— START READING PASSAGE —
Is 0.999... Really Equal to 1? Exploring the Mathematical Proofs

[steersman]

1/3 is a non-mathematical representation of a potential infinity: 0.333...etc. There is no such thing as an actual infinity. I refer to the Hilbert's hotel paradox. Potential infinities exist in mathematics because it is a theoretical tool.

Let me put it this way:
does 0.9 = 1? No
does 0.99 = 1? No
does 0.999999999999999999 = 1? No

In each case we are getting closer to 1, but will we ever get there? No.

 

[Erazman]

0.9~ is not 1.
If you can think of space as infinately large,
then just imagine the concept of infinately small.
Distance in space can always be cut in half. And in half again.
Our mind just has a hard time comprehending it...

 

[Integral]

There is no such thing as an actual infinity.

Mathematically speaking there is and it is carefully defined. Maybe you should take a few minutes to read some of the posts in this thread.

0.9~ is not 1.

Certainly is! I guess your concept of the universe does not apply to the real number line. Perhaps you should modify your concept of the universe.

 

[Hurkyl]

Let me put it this way:
does 0.9 = 1? No
does 0.99 = 1? No
does 0.999999999999999999 = 1? No

Does 0.9 = 0.9~? No.
Does 0.99 = 0.9~? No.
Does 0.999999999999999999 = 0.9~? No.

In each case, we are getting closer to 0.9~ but will we ever get there? No.

Why do you think your observation has any bearing on whether 0.9~ = 1?


Have either of you, steersman and Erazman, read through this thread?

 

[steersman]

Have either of you, steersman and Erazman, read through this thread?

Do I have to?

Mathematically speaking there is and it is carefully defined.

So what? Mathematics uses potential infinities not actual ones. This experiment...getting to 1 is a problem because in maths potential infinities exist whereas in reality they don't. This experiment is reality based, despite its mathematical content. It involves the quantization of measurement. You need to take it out of context to see it has no meaning. You can divide a ruler into an infinite of potential parts - does this mean that the ruler itself is infinite? No.

 

[e(ho0n3]

Is .4999... + .4999... = 1? I mean, how does one define an addition or any arithmetic process on these kinds of numbers without first changing them into rational form. Are we stuck using the rational form?

 

[jcsd]

Yes 0.4999... + 0.4999... = 1.

I'm not sure what you mean by rational form as any repeating decimal number is rational

 

[selfAdjoint]

Is .4999... + .4999... = 1? I mean, how does one define an addition or any arithmetic process on these kinds of numbers without first changing them into rational form. Are we stuck using the rational form?

You can define them rigorously via modern methods, or by Eudoxos' theory of proportions, which occupies Book X of Euclid's Geometry, together with a completeness axiom.

 

[Hurkyl]

Do I have to?

No; but you may find it enlightening. And it might save others from being irritable that they have to make the same responses over and over.

 

[balrog]

It's sort of like how no matter how many times you cut a number in half it will never equil zero... but it will get pretty damn close... same thing: no matter how many 9s you add to the end of the decimal you will always get closer to one, but you could never ever reach it! Either I'm an idiot, or you will never ever reach it.
— END READING PASSAGE —
— START RECORDS TO USE —
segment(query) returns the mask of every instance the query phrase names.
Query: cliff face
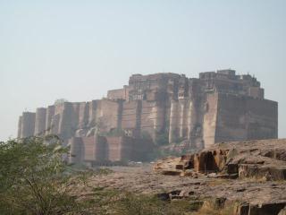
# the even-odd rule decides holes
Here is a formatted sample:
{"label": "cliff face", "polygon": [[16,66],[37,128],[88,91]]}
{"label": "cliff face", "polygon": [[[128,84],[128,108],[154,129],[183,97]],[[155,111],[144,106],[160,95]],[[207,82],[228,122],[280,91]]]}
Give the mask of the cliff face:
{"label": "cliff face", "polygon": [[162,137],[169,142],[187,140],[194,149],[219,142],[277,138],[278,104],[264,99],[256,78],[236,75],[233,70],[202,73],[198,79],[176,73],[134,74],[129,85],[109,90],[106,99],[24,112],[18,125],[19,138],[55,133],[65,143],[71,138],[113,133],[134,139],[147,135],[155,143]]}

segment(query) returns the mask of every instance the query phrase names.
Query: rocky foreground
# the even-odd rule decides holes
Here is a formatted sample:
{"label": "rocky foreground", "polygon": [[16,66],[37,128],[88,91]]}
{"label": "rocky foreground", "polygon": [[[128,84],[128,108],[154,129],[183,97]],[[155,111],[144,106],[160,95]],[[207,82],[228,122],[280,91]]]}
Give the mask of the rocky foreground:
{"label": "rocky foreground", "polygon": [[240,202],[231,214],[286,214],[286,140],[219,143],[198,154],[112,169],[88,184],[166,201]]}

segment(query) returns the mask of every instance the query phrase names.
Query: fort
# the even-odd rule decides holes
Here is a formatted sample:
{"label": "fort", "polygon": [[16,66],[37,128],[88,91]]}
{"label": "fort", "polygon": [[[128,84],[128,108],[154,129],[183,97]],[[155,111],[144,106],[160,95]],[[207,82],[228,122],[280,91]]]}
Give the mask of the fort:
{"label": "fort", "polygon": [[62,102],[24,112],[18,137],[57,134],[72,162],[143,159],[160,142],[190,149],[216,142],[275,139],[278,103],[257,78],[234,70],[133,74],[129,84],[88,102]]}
— END RECORDS TO USE —
— START RECORDS TO USE —
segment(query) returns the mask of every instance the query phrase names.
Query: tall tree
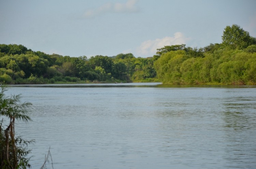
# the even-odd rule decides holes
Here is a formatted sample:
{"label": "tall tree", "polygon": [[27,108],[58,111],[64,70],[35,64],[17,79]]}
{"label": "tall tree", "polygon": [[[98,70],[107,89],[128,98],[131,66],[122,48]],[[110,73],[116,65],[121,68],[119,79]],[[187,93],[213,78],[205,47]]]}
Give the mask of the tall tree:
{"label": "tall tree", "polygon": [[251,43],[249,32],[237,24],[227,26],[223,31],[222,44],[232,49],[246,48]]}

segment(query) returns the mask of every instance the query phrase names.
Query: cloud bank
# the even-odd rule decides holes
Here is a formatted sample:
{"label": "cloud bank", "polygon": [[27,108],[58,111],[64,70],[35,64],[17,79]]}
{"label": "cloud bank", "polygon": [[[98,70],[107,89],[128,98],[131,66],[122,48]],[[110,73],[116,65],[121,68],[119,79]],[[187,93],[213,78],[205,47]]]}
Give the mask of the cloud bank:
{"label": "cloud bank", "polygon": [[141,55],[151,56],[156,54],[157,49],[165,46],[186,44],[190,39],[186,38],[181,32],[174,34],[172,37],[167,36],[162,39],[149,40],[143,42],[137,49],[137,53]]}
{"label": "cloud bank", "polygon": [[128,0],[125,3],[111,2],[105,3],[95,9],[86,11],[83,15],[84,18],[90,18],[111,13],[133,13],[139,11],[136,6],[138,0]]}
— END RECORDS TO USE —
— START RECORDS TO USE —
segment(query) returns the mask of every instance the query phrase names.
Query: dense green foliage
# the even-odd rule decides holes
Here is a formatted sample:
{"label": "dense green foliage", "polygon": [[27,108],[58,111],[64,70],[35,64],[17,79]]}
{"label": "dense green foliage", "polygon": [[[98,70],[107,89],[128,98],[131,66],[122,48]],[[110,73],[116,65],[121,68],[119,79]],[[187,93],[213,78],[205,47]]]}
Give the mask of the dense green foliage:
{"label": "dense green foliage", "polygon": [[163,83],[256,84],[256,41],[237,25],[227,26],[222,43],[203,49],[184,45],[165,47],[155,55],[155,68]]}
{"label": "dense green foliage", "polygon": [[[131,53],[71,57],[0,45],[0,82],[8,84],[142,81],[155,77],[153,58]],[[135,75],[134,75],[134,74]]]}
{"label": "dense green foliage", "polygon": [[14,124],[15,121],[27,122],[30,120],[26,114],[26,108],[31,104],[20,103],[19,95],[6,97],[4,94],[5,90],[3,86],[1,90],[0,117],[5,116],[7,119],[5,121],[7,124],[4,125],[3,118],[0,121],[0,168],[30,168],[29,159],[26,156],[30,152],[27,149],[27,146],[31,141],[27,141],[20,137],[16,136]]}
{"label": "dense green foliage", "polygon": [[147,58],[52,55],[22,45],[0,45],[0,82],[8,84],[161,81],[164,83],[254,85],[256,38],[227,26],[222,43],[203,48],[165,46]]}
— END RECORDS TO USE —
* TASKS TO COMPLETE
**A)** Count the lines in the records that contain the string "Give". Reply with the number alone.
**B)** Extend the forum thread on whether 0.999... equals 1, continuing after its final post.

* ANSWERS TO EACH TASK
**A)** 6

**B)**
 

[AKG]

It's sort of like how no matter how many times you cut a number in half it will never equil zero... but it will get pretty damn close... same thing: no matter how many 9s you add to the end of the decimal you will always get closer to one, but you could never ever reach it! Either I'm an idiot, or you will never ever reach it.

First of all, you aren't approaching 1, one digit at a time. You have an infinite number of digits. You can make sort of an inductive proof that for all natural numbers n, if 0.999... has n digits, it's still not going to be 1. So with that think you'll never reach 1. But the point is that although for no n will 0.999... (with n digits) equal 1, 0.999... doesn't have a natural number of digits, it has infinite digits. Second of all, 0.99... = 1 for the very strange reason that 0.99... is defined as the infinite sum of the terms t_k, where t_k = 9/10^k. Then, this infinite sum is defined as the limit as X approaches infinity of k=1 to k=X of the sum of t_k. It can be proven that this infinite sum cannot be any real number other than 1, and we simply define the sum to be the real number approached as X approaches infinity. It is useful to define this sum as a real number, and we choose the limit, i.e. the only number it can be, to be that real number. I say this is strange because 0.999... is something you don't use past grade 4, and you don't learn infinite sums and limits until high school.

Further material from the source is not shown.